Physician Search: Is Your Digital Front Door Open or Closed?

By Amanda Bury
Managing Director of Healthcare
SIM Partners

About seven out of 10 Internet users look for medical care online, and often that search involves finding a physician. It’s a process that’s not always easy, but one that healthcare organizations can facilitate by incorporating valuable new features into their online physician directories.

Online directories are a health system’s digital front door and play an important role in physician discovery. But, many healthcare systems continue to use legacy, static technologies to power their physician directories, which often results in directories that are confusing and incomplete.

By following the lead of more forward-thinking healthcare systems, every organization can create a powerful physician directory that meets the needs of online searchers. The key is to combine great content, location data, and impeccable user experience design.

User Experience

A physician directory should make the process of finding a physician quick, easy, and as painless as possible — and that’s where a strong user experience comes into play. The directory should be easily findable on the organization’s homepage, and search functionality should shorten the time between starting a search to booking an appointment.

For instance, the directory should include a search tool that lets consumers narrow their search by proximity to the user, specialty, and hospital affiliation. Searchers should also have the option of finding a physician by name as this will assist in “recovery search” — searching for someone you’ve already received care from (as opposed to “discovery search,” which is an initial search conducted for options in a particular category).

A strong user experience also means presenting all physician page information, including booking widgets, inside the directory. In other words, users should not have to leave the directory to read physician pages, get directions to their offices, or request an appointment.

Data

Useful data is at the core of a strong user experience. A search should return the following important features when consumers use an online directory to find physicians:

• Location data, such as name, address, phone (NAP) information.

● ● ● ● ● ● ●

● **WORK ITEM A**: According to the physician directory article, what three things must be combined to create a powerful physician directory?
● **WORK ITEM B**: Pick up the physician directory article after its final sentence and keep writing it.

Data excerpts:
● ● ● ● ● ● ●

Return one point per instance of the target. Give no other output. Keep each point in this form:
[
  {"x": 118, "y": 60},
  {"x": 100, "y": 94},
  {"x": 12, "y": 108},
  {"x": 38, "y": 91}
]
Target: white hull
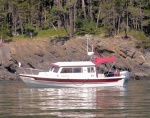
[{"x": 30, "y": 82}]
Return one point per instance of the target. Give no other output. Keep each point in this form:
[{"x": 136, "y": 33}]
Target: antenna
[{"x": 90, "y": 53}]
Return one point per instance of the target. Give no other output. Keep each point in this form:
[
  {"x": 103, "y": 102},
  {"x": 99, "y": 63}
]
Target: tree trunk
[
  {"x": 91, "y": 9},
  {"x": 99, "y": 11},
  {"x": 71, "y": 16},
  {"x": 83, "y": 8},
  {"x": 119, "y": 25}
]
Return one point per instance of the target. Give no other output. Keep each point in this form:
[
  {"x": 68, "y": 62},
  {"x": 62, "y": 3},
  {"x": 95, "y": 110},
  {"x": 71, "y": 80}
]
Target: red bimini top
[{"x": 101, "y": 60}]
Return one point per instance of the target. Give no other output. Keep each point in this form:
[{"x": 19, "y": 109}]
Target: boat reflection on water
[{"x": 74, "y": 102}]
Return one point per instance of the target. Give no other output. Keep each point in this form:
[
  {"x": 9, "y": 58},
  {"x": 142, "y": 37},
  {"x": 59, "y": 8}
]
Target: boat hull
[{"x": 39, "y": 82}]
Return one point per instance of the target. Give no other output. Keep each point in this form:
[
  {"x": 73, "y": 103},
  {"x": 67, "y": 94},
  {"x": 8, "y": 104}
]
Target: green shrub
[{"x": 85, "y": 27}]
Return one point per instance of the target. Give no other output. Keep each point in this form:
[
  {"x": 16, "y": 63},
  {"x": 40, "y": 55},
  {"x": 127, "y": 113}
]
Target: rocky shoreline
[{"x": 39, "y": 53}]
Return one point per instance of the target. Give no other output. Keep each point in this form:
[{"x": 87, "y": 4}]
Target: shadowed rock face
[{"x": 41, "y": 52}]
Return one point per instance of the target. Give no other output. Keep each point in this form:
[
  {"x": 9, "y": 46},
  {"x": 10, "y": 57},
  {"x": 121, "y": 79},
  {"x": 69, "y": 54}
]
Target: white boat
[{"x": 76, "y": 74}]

● ● ● ● ● ● ●

● **TASK RESPONSE A**: Great content, location data, and impeccable user experience design.

● **TASK RESPONSE B**:
• Location coordinates. Consider having the physician’s location appear as a pin on the map on the page, which complements text with a visual and facilitates finding directions on Google Maps.

These items are essential for encouraging a “next moment,” or the action that occurs after a search is undertaken. When search results reveal easy-to-follow instructions to a physician’s office, searchers can more easily take that next step to becoming a patient.

Deep Content

A deep level of content on a physician’s page will further facilitate consumer decision-making. Physician pages should include information ranging from credentials to a comprehensive list of accepted insurance plans as well as information that humanizes the physician. The latter might take the form of a video in which the physician describes his or her personal mission.

And, like data, content should support next moments. For example, because physicians seldom work in one place every day of the week, it’s important to provide information about all of a physician’s practice locations and hours at each. Including a “View all office locations” link next to a physician’s name makes it easy for patients to determine their best option for making an appointment.

Next Steps

An enhanced physician directory not only satisfies the needs of new and returning patients, it also improves results for non-branded search queries initiated on Google, Yahoo, Bing, and thousands of other sites. Following are some near-term steps for improving your directory:

1. Take inventory of your network of physicians. Make sure that physician profiles exist for each. Create profiles as necessary based on accurate attributes such as their areas of specialty.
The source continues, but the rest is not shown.